Records for the task ▸
########

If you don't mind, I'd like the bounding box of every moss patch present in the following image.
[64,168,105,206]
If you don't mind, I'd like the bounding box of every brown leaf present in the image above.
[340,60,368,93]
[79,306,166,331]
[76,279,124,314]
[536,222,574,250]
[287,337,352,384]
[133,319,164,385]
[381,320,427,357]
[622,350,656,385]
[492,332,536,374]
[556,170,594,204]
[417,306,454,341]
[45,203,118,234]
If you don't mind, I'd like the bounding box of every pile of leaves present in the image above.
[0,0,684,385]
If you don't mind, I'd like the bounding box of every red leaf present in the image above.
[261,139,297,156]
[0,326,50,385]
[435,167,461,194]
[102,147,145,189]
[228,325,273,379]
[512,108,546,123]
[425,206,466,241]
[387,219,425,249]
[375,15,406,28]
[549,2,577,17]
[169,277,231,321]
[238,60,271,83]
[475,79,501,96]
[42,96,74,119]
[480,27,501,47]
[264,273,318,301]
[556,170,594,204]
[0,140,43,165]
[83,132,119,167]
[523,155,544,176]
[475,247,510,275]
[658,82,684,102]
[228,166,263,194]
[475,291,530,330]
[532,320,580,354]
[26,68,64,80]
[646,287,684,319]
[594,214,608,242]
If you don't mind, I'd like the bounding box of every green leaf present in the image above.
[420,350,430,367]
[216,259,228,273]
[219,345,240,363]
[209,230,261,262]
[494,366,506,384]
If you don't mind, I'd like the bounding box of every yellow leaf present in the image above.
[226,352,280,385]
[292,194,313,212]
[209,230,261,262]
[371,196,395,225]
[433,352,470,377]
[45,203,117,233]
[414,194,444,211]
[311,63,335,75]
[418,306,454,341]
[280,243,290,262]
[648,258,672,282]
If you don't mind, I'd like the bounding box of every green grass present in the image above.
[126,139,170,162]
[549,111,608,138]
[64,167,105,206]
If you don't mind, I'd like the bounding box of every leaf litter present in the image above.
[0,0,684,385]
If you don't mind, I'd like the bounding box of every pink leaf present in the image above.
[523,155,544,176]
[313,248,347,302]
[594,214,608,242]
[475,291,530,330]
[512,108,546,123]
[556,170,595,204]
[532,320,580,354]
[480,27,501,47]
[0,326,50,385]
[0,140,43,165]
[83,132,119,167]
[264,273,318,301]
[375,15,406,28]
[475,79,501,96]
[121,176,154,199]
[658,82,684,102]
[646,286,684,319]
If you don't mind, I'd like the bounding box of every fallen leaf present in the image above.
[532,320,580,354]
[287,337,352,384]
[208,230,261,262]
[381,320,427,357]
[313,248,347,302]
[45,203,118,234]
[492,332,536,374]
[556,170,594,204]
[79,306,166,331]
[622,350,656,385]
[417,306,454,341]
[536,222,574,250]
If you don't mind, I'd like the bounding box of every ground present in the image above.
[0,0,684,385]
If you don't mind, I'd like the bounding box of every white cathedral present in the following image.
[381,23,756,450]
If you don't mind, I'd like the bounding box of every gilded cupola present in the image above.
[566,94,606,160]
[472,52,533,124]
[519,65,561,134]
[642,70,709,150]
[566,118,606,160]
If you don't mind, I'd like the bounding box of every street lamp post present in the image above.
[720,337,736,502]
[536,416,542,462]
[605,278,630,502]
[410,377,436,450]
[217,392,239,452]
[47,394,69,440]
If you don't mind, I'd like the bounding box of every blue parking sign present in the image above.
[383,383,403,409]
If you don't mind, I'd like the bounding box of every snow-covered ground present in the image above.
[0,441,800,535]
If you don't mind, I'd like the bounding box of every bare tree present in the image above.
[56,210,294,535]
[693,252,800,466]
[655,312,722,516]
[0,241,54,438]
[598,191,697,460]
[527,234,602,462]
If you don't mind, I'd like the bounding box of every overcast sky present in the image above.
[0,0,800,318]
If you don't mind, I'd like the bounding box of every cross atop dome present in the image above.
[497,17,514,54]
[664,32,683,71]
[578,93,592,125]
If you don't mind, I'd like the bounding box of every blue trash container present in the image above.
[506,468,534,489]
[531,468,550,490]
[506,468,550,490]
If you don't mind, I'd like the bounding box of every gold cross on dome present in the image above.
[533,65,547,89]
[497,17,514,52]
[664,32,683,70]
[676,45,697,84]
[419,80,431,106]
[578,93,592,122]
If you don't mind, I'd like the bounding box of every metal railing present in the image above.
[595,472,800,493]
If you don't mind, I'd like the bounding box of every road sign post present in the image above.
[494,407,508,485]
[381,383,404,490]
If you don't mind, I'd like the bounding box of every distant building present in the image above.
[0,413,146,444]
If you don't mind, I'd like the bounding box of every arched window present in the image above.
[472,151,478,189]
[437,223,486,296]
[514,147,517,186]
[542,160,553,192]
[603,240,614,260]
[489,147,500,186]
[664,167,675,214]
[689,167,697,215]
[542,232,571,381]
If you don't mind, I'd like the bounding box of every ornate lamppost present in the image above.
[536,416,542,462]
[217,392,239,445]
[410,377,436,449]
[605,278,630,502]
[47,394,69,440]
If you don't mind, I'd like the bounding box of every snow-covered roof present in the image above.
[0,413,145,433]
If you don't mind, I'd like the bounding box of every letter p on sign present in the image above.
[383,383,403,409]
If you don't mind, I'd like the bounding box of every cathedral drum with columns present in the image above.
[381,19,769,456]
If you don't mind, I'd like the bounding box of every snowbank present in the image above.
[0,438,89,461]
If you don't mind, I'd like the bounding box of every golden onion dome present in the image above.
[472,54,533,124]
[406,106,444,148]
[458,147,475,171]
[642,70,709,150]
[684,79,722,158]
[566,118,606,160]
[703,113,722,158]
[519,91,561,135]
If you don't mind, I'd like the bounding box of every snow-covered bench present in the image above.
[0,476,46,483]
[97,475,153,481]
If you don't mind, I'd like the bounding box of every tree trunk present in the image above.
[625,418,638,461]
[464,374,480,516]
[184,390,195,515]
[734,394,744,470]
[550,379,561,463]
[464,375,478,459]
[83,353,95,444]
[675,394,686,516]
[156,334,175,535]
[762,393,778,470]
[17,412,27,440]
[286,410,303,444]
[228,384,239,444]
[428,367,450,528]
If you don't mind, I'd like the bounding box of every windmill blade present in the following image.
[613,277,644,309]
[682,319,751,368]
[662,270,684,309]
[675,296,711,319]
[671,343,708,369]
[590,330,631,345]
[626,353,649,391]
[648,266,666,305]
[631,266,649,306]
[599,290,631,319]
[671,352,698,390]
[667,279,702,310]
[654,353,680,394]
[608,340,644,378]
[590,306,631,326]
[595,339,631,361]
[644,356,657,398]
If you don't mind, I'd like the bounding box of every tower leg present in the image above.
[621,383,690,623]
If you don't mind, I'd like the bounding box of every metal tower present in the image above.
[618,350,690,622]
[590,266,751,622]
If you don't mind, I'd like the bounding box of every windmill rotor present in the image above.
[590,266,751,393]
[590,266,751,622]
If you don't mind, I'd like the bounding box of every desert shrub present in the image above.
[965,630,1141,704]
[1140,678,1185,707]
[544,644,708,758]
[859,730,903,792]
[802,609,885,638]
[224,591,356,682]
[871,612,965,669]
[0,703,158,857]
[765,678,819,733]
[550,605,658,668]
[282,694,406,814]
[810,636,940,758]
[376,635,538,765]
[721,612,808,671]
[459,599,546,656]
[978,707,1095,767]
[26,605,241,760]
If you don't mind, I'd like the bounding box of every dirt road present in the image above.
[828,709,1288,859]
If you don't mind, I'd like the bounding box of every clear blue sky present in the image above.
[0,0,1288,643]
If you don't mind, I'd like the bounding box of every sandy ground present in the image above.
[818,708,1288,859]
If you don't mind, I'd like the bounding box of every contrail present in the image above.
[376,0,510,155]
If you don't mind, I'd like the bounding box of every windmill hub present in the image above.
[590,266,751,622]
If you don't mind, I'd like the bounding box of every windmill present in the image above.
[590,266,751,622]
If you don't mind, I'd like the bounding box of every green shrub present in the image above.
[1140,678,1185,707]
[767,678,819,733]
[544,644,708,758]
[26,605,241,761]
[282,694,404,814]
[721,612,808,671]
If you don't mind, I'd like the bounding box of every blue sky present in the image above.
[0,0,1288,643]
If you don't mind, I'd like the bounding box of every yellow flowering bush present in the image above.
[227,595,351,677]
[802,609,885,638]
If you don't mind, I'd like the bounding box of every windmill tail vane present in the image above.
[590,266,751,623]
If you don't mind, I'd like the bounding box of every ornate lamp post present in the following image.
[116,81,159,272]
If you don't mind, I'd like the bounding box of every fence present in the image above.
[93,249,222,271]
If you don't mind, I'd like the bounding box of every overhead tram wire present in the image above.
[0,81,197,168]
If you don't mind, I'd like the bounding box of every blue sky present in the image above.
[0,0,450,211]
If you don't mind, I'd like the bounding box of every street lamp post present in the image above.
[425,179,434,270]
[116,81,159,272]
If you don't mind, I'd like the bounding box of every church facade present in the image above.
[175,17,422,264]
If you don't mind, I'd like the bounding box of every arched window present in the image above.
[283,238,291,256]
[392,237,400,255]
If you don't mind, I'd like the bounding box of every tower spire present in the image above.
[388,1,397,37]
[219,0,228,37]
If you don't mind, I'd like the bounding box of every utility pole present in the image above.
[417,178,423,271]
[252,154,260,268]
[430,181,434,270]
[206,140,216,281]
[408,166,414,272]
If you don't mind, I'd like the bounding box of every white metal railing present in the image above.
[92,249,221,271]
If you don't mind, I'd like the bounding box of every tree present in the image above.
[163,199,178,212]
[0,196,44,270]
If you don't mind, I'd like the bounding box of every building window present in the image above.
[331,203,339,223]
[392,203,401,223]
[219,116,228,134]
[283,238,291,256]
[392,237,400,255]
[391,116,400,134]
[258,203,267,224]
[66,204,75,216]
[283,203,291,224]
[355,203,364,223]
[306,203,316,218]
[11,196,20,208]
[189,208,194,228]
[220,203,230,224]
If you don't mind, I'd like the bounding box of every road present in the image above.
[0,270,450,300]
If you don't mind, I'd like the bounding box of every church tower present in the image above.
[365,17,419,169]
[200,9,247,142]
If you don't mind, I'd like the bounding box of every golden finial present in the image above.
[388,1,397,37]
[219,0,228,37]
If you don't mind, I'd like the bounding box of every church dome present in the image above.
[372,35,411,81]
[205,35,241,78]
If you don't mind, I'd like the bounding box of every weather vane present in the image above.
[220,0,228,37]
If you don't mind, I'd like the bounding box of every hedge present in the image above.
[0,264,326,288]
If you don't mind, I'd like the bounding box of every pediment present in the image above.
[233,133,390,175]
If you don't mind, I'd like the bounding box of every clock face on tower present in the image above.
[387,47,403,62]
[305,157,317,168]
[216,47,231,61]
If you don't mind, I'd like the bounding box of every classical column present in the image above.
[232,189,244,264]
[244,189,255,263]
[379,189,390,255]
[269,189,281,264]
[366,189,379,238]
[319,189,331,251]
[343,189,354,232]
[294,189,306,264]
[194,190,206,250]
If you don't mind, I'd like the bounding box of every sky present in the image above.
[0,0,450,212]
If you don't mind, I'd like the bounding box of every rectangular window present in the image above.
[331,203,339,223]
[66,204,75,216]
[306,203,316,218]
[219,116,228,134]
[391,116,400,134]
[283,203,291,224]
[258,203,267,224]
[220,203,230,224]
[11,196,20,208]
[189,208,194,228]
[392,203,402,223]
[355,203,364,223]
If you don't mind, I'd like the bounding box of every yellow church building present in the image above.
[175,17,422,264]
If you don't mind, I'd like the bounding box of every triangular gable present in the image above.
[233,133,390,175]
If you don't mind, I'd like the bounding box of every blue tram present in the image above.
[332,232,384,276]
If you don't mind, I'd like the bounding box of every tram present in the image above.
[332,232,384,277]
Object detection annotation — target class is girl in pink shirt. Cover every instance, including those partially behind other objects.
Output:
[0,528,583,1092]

########

Written exercise ▸ Please repeat the entries from the line containing "snowbank present in the image above." through the line containing "[428,367,450,528]", replacing "snow-covered bench" with "snowy bench" and changing nothing else.

Exercise answer ▸
If you don't mind, I'd like the bounding box of every snowbank present in the image above.
[0,438,89,461]
If you don't mind, I'd like the bounding box of every golden onion dome present in the image above.
[472,54,533,124]
[406,106,444,148]
[458,147,475,171]
[642,70,709,150]
[684,79,722,158]
[566,118,606,160]
[703,113,722,158]
[519,91,561,135]
If you don't mind, I'd like the bounding box of every snowy bench present in the image above.
[0,476,46,483]
[97,475,153,481]
If you don't mind, I'd like the bounding box of every tree trunk present in the image above.
[625,418,638,461]
[464,374,480,516]
[184,390,195,515]
[734,394,744,470]
[550,379,561,463]
[464,375,478,459]
[83,353,95,444]
[675,394,686,516]
[156,334,175,535]
[762,393,778,470]
[17,412,27,440]
[286,410,303,444]
[228,384,239,444]
[428,367,450,528]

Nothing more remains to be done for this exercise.